■ Document section ■
This is partly in response to Jason Mittell’s recent post in which he outlines very clearly the challenges facing Public Access TV in the U.S. (thanks fr posting the slides, Jason!). He begins by pointing out that PEGs (Public/Educational/Governmental channels) “traditionally have served as community media centers, local anchors in a media system that has skewed toward national and global models.” While acknowledging that digital media technologies and platforms have created many new opportunities for media production and circulation by individuals and communities, Jason reminds us that digital divides do exist even in the U.S (in the case of a town like Middlebury, particularly along generational lines).
At the same time, given the pace of changes in the media landscape and ongoing regulatory changes (see this Flow piece for more details), the future of public access TV does look bleak. Taking stock of all this, Mittell asks if we ought to acknowledge that the public access model has “outlived its necessity.” And if we do, how do we go about ensuring the formation and sustenance of new kinds of community media systems?
I know very little about the history of public access TV in the U.S., but it is a topic I need to learn more about as I think about the history of South Asian-American diasporic media production and circulation. But for now, perhaps I can draw on my own experiences in the U.S. to make a few observations and raise some questions.
During the 1990s, enterprising desis in large metropolitan areas like New York/NJ, D.C., Atlanta, parts of Florida, the Bay area, L.A., and so on began leasing 30-60 minutes from the local public access channel to broadcast a variety program. This variety program, broadcast on Saturday mornings, would typically be a mix of film-related content (songs and some filmy gossip) and news concerning desis in the U.S., with advertisements from desi businesses (restaurants, jewelry stores, etc.) and companies interested in doing business with desis (Western Union, for e.g.). These shows were local, and often, family affairs. Needless to say, in the pre-satellite, pre-Internet era, desi families across North America looked forward to this one hour show each week.

■ Set problem A ■
In the post on public access TV, when were the desi variety programs broadcast?
■ Set problem B ■
Decide whether each statement agrees with the post on public access TV, and support each yes or no with the deciding words from the post, quoted exactly. (i) PEGs are Public/Educational/Governmental channels. (ii) Desi broadcasters leased two hours at a time from the local public access channel. (iii) In Middlebury, digital divides run particularly along generational lines.

■ Information shown ■
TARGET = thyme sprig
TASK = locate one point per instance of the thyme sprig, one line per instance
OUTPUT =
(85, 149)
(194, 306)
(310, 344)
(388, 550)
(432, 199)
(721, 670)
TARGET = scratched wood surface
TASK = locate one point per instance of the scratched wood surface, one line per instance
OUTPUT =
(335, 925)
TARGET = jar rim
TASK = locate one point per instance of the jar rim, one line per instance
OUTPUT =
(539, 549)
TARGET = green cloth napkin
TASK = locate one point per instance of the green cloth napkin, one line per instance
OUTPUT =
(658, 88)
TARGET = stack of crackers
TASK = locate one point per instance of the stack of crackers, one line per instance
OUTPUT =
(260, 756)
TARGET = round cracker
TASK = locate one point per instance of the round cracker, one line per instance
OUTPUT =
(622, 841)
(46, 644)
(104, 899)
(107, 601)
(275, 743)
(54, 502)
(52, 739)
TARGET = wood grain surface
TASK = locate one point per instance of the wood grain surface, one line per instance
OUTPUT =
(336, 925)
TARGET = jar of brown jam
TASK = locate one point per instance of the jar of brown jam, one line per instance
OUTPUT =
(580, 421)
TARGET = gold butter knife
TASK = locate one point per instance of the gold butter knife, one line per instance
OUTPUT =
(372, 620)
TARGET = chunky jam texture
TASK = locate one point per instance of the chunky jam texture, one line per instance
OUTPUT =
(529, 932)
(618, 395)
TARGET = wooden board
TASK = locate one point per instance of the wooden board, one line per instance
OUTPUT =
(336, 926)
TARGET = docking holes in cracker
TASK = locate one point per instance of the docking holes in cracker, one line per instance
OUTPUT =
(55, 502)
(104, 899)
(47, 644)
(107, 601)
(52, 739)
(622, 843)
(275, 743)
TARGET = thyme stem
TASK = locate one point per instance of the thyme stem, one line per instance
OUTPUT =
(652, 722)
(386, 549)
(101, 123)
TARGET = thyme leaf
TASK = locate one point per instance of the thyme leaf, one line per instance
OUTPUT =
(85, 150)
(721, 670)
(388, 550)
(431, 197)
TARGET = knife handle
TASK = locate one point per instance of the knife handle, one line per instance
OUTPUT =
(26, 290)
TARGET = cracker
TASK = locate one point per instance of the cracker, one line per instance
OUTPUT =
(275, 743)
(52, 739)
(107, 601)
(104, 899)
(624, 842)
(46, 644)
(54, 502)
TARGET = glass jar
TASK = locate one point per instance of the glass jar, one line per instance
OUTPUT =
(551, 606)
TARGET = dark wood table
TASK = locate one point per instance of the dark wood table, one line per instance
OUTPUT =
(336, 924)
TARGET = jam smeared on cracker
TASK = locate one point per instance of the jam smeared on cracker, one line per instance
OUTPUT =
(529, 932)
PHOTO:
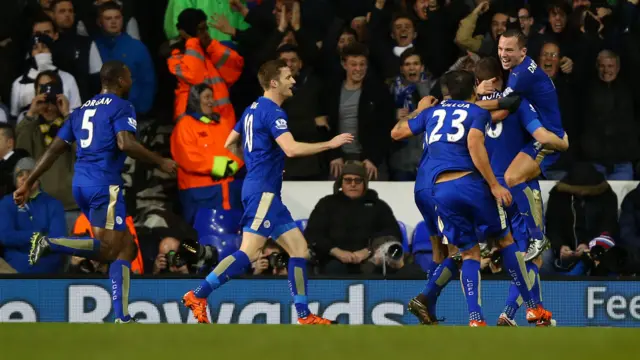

■ Right answer A ■
Saturday mornings.

■ Right answer B ■
(i) Yes: "PEGs (Public/Educational/Governmental channels)"
(ii) No: "began leasing 30-60 minutes from the local public access channel"
(iii) Yes: "in the case of a town like Middlebury, particularly along generational lines"